INPUT MATERIAL:
▼
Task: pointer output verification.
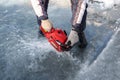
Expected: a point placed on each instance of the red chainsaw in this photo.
(56, 37)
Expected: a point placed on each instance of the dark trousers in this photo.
(74, 4)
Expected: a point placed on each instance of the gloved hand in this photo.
(46, 25)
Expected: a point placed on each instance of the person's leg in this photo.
(77, 32)
(45, 4)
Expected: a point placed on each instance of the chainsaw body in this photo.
(56, 37)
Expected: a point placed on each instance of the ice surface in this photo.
(24, 56)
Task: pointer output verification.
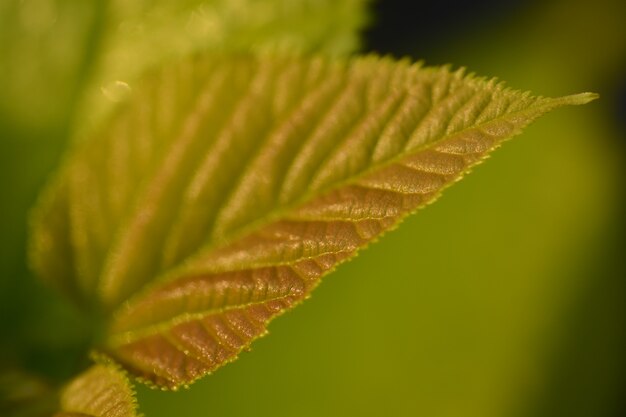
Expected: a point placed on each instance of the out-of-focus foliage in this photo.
(521, 313)
(226, 187)
(100, 391)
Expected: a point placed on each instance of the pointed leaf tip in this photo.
(578, 99)
(226, 187)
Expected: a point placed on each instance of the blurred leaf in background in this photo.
(504, 298)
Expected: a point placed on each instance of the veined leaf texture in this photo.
(221, 192)
(100, 391)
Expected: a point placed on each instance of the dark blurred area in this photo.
(595, 327)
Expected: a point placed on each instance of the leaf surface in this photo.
(101, 391)
(143, 34)
(222, 191)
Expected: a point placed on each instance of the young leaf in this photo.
(141, 34)
(224, 189)
(101, 391)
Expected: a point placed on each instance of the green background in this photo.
(505, 298)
▲
Leaving aside the images, write out every entry above exactly.

Task: pointer output verification.
Expected: a point placed on each instance of the red chainsaw in this photo.
(56, 37)
Expected: a point placed on each instance of the dark trousers in this photo.
(74, 4)
Expected: a point placed on each instance of the gloved hand in this photo.
(46, 25)
Expected: a point placed on each instance of the person's leg in this photo.
(77, 32)
(45, 4)
Expected: a point placed on each instance of the chainsaw body in this photo.
(56, 37)
Expected: a point placed on each instance of the ice surface in this photo.
(24, 56)
Task: pointer output verification.
Expected: a point placed on each instance of the out-of-focus foliage in this photo.
(521, 313)
(226, 187)
(100, 391)
Expected: a point placed on each instance of the pointed leaf tip in this photo.
(578, 99)
(226, 187)
Expected: a point placed on each instance of the blurred leaf in background in this photo.
(504, 298)
Expected: a point placed on each instance of the veined leaf texture in this photo.
(221, 192)
(100, 391)
Expected: a point placed on each instance of the dark blurred area in this photo.
(595, 327)
Expected: a point placed on each instance of the leaf surface in this photo.
(101, 391)
(143, 34)
(222, 191)
Expected: a point placed on each instance of the young leaf in this photo.
(141, 34)
(224, 189)
(101, 391)
Expected: a point placed on each instance of the green background in this photo.
(505, 298)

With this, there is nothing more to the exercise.